Bereitgestellter Text
···

Provinzen:
Nyanza
Fläche: 68'000
qkm
Höhe: 1134 m ü.d.M.
Allgemeines
Rund
um den Lake Victoria bieten sich völlig andere Landschaftseindrücke als in
jedem anderen Landesteil Kenyas. Das warme feuchte Klima – Regenfälle gibt es
hier das ganze Jahr über – ermöglicht eine relativ üppige Vegetation und
ist Grundlage für intensiven Ackerbau. Es ist eines der dichtestbesiedelten
Gebiete des Landes. Touristisch spielt es bisher kaum eine Rolle, grosse
Reiseveranstalter sparen diesen Landesteil auf ihren Rundreisen meist aus.
Dementsprechend fehlt eine touristische Infrastruktur weitgehend bzw. beschränkt
sich auf den Hauptort der Region, auf Kisumu. Mit einer Fläche von 68’000 km2
ist der Lake Victoria der grösste See Afrikas und der drittgrösste der Erde
(nach dem Kaspischen Meer und dem Lake Superior), wobei Kenya mit 3755 km2 nur
einen relativ kleinen Anteil Aligemeines an dem Gewässer hat. Die beiden
anderen Anliegerstaaten sind Tansania und Uganda. Der Victoriasee liegt in einem
flachen Becken des ostafrikanischen Hochlandes, direkt unterhalb des Äquators.
Seine Tiefe beträgt im Durchschnitt nur 40 m, an einigen Stellen ist er jedoch
bis 85 m tief. Grösster seiner Zuflüsse ist der auf dem Staatsgebiet von
Uganda in den See mündende Kagera, entwässert wird er durch den Victorianil.

···

Gespeicherte Dateneinträge:

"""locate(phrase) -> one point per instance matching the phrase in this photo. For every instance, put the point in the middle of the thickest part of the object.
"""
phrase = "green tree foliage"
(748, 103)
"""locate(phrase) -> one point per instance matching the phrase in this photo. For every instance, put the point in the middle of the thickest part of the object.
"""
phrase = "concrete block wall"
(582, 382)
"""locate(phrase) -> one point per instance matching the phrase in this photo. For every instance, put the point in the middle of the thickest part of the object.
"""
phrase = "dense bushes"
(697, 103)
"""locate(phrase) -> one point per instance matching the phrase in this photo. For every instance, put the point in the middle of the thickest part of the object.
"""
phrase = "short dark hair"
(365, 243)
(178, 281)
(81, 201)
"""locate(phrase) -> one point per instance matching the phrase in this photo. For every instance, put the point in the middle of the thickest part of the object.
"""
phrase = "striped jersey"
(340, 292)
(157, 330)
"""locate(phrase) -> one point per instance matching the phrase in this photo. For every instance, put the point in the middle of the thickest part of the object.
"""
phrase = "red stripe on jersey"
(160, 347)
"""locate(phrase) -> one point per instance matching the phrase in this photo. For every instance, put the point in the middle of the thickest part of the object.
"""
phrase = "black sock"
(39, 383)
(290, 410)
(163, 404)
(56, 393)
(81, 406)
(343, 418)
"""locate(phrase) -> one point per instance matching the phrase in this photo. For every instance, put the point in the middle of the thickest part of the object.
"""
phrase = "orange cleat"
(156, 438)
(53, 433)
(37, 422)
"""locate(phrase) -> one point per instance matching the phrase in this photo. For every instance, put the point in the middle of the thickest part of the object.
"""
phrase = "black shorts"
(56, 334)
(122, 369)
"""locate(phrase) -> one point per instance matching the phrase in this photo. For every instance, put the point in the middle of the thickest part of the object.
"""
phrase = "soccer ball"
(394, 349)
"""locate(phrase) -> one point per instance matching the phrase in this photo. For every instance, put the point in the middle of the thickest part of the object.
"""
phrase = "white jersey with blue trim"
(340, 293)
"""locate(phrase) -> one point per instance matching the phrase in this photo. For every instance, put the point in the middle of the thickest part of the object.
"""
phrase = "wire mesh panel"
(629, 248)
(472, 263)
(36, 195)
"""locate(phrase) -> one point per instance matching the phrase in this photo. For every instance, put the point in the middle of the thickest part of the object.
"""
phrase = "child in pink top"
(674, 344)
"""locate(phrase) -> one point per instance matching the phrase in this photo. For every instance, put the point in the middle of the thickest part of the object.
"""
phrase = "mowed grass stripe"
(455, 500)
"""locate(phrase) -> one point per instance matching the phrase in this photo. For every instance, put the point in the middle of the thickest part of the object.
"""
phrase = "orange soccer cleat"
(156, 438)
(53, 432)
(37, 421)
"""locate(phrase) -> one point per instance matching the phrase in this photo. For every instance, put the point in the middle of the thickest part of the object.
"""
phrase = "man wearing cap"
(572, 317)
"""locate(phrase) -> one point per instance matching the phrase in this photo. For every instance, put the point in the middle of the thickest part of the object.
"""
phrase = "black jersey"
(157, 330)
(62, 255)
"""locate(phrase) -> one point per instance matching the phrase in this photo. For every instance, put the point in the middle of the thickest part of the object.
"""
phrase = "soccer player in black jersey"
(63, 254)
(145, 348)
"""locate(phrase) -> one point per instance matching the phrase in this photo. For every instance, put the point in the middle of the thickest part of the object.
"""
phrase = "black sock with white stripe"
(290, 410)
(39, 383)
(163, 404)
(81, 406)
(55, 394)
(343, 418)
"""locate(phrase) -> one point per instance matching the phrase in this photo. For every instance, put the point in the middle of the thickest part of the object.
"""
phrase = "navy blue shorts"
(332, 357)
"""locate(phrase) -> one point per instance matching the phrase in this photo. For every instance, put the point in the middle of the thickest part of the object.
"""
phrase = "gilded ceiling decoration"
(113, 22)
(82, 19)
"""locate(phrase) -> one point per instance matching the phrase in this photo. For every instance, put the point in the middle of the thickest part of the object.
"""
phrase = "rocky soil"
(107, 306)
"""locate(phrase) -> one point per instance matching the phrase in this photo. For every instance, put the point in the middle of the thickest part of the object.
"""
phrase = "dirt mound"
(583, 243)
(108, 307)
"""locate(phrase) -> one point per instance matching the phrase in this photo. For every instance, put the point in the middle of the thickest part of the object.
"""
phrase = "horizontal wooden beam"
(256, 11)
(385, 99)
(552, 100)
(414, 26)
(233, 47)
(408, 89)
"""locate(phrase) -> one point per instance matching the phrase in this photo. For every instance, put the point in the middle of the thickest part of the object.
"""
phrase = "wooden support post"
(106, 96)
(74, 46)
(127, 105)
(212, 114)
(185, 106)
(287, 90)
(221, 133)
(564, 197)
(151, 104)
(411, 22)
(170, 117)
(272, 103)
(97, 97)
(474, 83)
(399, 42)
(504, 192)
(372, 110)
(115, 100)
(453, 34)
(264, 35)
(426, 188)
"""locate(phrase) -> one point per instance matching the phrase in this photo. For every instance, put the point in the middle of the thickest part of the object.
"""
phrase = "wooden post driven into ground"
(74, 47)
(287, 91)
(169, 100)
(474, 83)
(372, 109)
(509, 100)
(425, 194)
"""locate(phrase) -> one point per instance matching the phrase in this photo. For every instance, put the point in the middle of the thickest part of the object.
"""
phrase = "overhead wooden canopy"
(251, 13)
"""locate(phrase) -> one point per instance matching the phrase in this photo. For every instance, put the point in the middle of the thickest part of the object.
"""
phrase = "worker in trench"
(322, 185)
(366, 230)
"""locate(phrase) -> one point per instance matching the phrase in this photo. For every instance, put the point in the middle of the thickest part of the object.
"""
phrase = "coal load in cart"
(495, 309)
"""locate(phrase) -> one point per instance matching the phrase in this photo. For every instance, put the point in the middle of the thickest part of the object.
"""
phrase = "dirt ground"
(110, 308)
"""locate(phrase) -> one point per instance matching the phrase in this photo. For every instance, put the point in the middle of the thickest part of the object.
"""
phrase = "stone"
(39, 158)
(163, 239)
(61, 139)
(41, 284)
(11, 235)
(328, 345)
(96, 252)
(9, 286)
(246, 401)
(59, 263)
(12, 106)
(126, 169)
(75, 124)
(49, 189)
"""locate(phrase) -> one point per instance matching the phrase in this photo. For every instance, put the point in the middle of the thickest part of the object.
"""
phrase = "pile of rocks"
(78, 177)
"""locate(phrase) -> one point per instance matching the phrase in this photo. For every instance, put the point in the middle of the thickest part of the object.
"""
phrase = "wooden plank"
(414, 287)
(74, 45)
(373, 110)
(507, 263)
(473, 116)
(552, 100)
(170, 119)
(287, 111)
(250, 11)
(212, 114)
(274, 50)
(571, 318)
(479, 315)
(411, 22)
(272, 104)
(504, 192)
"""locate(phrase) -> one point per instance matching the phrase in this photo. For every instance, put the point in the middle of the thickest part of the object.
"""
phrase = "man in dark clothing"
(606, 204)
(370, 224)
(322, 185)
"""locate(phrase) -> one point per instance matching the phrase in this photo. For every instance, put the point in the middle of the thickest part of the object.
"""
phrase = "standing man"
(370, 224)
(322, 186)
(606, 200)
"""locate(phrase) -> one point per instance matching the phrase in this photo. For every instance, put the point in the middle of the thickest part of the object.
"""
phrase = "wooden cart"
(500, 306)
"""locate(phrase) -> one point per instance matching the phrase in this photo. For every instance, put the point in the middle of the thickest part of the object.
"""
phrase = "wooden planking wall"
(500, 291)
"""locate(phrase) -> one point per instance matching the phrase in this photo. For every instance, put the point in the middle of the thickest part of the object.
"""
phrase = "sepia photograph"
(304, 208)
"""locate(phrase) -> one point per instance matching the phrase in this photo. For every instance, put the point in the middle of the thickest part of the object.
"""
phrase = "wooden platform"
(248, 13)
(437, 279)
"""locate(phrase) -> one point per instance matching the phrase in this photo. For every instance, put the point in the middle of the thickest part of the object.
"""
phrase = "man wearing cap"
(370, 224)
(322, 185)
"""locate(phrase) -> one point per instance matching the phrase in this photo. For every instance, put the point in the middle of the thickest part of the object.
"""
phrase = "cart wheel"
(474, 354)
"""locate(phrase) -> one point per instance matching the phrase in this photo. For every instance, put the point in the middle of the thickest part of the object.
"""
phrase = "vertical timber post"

···

Die Aufgaben
1) Welche durchschnittliche Tiefe gibt der Text über den Victoriasee für den See an?
2) Führen Sie den Text über den Victoriasee im Anschluss an seinen letzten Satz fort.
Die Datensätze spielen hierfür keine Rolle.

Gelöste Aufgaben
1) Im Durchschnitt nur 40 m.

2)
Ins Blickfeld der Europäer gelangte der See erstmals Mitte des 19. Jh.s. Auf
der Suche nach den Quellen des Nils kam 1858 John Hanning Speke als erster
Weisser hierher. Er benannte den riesigen Binnensee nach der britischen Queen
und war überzeugt davon, tatsächlich die Quellen des Nils gefunden zu haben.
Den Beweis hierfür erbrachte der Amerikaner Stanley jedoch erst 1875. Natürlich
war die Gegend rund um den Lake Victoria schon lange vor der ”europäischen
Entdeckung” besiedelt. Vor rund 500 Jahren liessen sich hier die aus dem Sudan
kommenden Luo nieder. Sie bilden heute das drittgrösste Volk Kenyas.
Der Lake Victoria weist einen hohen Grad der Verseuchung mit Bilharziose auf.
Man darf also keinesfalls im See baden und schwimmen.
Landschaftsbild
Angesichts seiner Grösse wirkt der Victoriasee eher wie ein Binnenmeer.
Die stark zergliederten Küsten säumen ausgedehnte Sumpfflächen, Schilf und
Papyrus bilden am Ufer teilweise ein nahezu undurchdringliches Dickicht.
Inmitten des Sees liegen zahlreiche kleine Inseln, insgesamt nehmen sie 10%
der Seefläche ein.
Fischfang
Mehr als 300 verschiedene Fischarten konnten im Victoriasee festgestellt
werden, damit hat er eine ungeheure Artenvielfalt. Etwa 20 dieser Fischarten
werden als Speisefische geschätzt. Die Zusammensetzung der Fischbestände hat
sich durch menschliche Eingriffe in den letzten Jahrzehnten jedoch stark verändert.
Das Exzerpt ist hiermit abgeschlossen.